▸ YOUR ASSIGNMENT
Starting at the line that contains "x=312 y=147" and ending at the line that contains "x=207 y=144", the lines below are to be given again exactly, with nothing added.

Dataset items
_ _ _ _ _

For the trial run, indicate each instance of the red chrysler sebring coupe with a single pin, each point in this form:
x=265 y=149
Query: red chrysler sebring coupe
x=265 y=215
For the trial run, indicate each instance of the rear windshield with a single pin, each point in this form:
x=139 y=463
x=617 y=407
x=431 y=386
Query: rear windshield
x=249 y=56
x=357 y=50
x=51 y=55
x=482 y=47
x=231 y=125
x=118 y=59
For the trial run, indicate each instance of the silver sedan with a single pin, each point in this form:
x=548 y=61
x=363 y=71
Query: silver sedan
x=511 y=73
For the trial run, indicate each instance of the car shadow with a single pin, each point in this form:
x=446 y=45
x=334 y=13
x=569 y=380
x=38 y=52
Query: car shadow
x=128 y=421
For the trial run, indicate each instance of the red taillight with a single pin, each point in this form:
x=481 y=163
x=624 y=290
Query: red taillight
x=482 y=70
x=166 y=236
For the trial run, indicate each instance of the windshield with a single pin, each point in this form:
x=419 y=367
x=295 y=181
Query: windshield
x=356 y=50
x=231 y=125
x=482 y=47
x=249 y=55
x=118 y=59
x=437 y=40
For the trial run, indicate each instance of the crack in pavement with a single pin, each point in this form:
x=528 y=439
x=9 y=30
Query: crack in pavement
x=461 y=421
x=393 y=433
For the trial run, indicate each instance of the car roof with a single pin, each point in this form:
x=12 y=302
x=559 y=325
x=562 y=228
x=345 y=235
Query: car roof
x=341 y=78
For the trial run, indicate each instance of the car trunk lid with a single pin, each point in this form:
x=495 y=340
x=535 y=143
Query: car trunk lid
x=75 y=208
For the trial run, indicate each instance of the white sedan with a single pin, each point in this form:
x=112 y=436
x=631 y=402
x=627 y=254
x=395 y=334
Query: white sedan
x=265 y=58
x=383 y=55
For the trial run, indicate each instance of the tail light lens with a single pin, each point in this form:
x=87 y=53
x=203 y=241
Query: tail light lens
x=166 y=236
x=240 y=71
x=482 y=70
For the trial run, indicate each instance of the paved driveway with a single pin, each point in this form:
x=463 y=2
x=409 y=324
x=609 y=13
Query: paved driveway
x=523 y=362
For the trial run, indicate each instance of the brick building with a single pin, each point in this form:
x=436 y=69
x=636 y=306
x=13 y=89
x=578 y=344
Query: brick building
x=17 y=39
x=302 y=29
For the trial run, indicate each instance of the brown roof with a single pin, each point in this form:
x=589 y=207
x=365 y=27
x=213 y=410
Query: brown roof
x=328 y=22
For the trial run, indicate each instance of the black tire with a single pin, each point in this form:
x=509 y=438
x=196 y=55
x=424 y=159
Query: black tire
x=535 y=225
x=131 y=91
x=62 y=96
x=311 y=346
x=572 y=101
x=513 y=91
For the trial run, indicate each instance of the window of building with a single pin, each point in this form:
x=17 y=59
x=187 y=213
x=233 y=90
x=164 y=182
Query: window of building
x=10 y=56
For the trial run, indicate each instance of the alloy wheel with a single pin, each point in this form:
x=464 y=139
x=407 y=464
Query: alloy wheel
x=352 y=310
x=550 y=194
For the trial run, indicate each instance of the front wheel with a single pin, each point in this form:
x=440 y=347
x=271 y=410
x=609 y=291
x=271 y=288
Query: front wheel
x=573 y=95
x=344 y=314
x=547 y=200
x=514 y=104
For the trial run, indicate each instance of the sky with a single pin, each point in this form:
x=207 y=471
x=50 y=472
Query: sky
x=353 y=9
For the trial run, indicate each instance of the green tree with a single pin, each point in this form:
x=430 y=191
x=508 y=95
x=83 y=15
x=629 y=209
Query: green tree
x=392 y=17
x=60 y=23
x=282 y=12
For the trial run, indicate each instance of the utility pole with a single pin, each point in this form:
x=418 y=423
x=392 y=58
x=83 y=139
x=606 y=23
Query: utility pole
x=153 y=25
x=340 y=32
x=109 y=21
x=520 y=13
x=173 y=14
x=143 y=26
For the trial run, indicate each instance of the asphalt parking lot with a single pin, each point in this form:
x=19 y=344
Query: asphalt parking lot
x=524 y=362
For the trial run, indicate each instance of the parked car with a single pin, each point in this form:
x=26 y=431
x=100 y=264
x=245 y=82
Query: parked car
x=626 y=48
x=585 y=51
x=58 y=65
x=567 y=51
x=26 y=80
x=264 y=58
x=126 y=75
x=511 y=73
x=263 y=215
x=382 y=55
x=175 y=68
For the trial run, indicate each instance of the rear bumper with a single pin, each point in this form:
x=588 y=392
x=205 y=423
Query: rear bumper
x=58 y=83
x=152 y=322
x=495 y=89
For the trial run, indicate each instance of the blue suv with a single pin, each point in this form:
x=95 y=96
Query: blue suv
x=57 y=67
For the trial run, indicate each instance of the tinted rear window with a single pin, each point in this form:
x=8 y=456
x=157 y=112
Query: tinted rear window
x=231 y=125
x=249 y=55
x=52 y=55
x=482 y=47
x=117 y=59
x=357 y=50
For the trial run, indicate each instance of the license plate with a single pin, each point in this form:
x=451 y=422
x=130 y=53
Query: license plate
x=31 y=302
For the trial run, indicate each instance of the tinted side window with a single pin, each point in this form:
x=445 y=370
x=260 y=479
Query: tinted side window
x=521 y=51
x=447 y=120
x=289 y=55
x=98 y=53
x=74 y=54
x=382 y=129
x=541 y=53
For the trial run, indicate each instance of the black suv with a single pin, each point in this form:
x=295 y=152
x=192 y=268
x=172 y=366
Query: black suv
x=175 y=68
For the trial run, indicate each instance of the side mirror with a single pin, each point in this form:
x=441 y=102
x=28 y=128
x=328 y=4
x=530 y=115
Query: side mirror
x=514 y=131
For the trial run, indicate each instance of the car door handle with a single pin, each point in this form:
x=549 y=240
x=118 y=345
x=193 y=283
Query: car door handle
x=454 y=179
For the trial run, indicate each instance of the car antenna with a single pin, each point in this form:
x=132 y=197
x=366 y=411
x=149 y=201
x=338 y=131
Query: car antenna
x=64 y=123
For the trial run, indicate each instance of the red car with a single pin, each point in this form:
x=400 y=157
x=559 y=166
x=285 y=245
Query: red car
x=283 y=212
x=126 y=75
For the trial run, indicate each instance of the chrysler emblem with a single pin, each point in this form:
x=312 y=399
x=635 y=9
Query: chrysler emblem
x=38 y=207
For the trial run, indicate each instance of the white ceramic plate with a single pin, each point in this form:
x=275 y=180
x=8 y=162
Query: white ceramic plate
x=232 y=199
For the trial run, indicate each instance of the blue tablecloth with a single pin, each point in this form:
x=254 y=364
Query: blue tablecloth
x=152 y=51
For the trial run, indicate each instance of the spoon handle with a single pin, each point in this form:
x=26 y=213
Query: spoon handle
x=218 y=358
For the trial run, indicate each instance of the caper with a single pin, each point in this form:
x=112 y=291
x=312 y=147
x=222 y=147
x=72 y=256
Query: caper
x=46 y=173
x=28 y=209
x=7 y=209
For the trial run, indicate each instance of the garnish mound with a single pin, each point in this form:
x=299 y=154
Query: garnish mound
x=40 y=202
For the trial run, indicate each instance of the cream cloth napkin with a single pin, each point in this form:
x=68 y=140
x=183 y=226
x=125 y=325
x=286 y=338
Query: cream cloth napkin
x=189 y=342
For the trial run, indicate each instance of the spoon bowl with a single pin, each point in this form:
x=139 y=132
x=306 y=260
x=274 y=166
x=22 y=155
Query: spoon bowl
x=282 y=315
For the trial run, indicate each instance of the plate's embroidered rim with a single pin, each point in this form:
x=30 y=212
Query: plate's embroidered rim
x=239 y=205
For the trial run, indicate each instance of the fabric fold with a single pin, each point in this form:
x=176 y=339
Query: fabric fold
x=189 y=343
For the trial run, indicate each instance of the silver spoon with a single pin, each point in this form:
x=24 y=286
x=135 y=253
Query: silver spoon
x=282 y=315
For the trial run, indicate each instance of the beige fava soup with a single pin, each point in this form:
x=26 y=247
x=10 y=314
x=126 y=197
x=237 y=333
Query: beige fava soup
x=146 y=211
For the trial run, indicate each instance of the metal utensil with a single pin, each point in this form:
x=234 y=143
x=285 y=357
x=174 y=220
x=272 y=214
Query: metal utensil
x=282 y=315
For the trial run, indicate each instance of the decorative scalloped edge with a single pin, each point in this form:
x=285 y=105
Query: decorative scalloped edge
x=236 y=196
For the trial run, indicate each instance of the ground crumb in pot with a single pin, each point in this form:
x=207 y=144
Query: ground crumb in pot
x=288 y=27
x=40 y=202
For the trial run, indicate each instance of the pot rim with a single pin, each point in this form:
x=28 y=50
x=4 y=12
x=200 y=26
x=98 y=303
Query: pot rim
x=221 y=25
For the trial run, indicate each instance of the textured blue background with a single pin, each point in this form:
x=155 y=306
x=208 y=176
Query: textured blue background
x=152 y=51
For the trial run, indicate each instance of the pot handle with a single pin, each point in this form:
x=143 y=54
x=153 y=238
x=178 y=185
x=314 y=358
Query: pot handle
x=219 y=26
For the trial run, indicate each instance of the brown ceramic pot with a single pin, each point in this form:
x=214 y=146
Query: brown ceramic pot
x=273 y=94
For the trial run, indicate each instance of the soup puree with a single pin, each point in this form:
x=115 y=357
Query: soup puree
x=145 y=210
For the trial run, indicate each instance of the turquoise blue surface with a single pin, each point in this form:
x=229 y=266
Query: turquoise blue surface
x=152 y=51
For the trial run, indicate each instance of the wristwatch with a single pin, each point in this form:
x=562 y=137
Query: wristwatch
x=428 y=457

_ _ _ _ _

▸ EXERCISE RESPONSE
x=312 y=147
x=222 y=147
x=72 y=256
Query: caper
x=46 y=173
x=28 y=209
x=7 y=209
For the trial run, indicate each instance of the garnish mound with a single pin, each point in this form:
x=299 y=154
Query: garnish mound
x=40 y=202
For the trial run, indicate each instance of the cream cloth napkin with a single pin, each point in this form:
x=68 y=140
x=183 y=226
x=125 y=325
x=286 y=338
Query: cream cloth napkin
x=189 y=342
For the trial run, indicate each instance of the spoon bowl with a single pin, each point in this form:
x=139 y=132
x=306 y=260
x=274 y=166
x=22 y=155
Query: spoon bowl
x=282 y=315
For the trial run, indicate each instance of the plate's embroidered rim with a single pin, each point in this form:
x=30 y=212
Query: plate's embroidered rim
x=239 y=205
For the trial run, indicate each instance of the fabric fold with a single pin, each point in this form:
x=176 y=339
Query: fabric fold
x=189 y=343
For the trial run, indicate each instance of the silver spoon with a single pin, each point in this form:
x=24 y=286
x=135 y=253
Query: silver spoon
x=282 y=315
For the trial run, indicate each instance of the beige fava soup with a single pin, each point in this form:
x=26 y=247
x=10 y=314
x=126 y=197
x=237 y=333
Query: beige fava soup
x=146 y=211
For the trial run, indicate each instance of the metal utensil with a single pin, each point in this form:
x=234 y=143
x=285 y=357
x=174 y=220
x=272 y=214
Query: metal utensil
x=282 y=315
For the trial run, indicate each instance of the decorative scalloped edge with a single pin, each point in this form:
x=285 y=105
Query: decorative scalloped edge
x=236 y=196
For the trial run, indicate each instance of the ground crumb in pot with a single pin, each point in this form:
x=207 y=144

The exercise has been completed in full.